** BEGIN Record excerpts **

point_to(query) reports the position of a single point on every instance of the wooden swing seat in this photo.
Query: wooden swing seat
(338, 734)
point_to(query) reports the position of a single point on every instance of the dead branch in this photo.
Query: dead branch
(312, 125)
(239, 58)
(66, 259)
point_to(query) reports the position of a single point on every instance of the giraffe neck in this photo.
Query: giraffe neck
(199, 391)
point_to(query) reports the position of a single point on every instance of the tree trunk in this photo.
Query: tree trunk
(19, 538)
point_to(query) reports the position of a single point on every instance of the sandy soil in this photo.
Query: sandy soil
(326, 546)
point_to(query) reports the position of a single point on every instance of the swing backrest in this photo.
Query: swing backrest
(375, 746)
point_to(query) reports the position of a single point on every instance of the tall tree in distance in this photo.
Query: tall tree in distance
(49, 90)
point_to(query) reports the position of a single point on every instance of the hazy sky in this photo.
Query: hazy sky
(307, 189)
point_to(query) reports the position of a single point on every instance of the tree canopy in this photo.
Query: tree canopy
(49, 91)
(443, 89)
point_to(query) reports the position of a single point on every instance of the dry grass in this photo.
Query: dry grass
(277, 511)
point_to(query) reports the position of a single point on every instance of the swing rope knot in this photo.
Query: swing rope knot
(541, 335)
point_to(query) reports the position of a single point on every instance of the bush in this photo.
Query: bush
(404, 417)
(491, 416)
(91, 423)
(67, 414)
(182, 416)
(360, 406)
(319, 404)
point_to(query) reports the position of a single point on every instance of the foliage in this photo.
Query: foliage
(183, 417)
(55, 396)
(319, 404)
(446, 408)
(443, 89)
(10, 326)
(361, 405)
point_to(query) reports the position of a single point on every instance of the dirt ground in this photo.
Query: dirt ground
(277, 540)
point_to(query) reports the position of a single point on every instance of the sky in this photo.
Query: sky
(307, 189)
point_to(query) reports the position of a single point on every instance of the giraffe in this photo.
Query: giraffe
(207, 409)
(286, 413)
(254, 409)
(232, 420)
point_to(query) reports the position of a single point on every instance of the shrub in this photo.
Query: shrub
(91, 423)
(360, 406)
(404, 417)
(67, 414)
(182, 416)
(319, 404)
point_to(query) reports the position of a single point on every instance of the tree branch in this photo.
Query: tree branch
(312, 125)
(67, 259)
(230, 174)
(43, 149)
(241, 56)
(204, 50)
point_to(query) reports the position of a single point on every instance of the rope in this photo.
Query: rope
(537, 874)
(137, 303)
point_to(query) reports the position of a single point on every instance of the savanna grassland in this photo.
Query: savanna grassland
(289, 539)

** END Record excerpts **

Short exercise:
Nothing but the lines from the one with "shrub in this photo." through the last line should be repeated, each exactly as it stands.

Exercise answer:
point_to(query) reports the position of a single point on every instance of the shrub in this photo.
Query: shrub
(91, 423)
(360, 406)
(404, 417)
(67, 414)
(182, 416)
(319, 404)
point_to(query) reports the position of a single point on every instance of the tree branch in this photo.
Query: tree branch
(312, 125)
(67, 259)
(230, 174)
(43, 149)
(241, 56)
(204, 50)
point_to(query) reports the position of a single point on every instance of the rope in this photo.
Query: rope
(537, 874)
(137, 303)
point_to(query) reports the position of a single point on every instance of the savanna grassland in this photo.
Query: savanna grassland
(289, 539)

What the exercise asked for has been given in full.